◆ Written request:
Print the items unchanged, starting at the line that contains "Please spot the weathered" and going through the end of the items.

- - -

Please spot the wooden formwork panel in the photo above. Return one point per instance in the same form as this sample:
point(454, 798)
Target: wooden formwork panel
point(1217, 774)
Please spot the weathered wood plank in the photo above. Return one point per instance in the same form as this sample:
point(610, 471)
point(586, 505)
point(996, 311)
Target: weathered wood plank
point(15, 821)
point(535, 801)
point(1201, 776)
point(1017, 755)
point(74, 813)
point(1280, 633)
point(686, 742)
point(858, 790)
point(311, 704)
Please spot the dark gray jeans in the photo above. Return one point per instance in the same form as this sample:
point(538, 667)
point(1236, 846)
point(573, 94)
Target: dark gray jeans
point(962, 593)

- - -

◆ Answer:
Please spot the weathered wood plank in the photo above. Return one point per instance in the same form as this sample:
point(610, 471)
point(586, 505)
point(996, 311)
Target: weathered wood plank
point(15, 821)
point(535, 801)
point(1201, 776)
point(1017, 755)
point(74, 813)
point(1280, 633)
point(686, 742)
point(858, 790)
point(311, 704)
Please spot the dark gray jeans in the photo above. Return one point per instance in the same form as this sample:
point(538, 667)
point(1236, 846)
point(573, 94)
Target: dark gray jeans
point(962, 593)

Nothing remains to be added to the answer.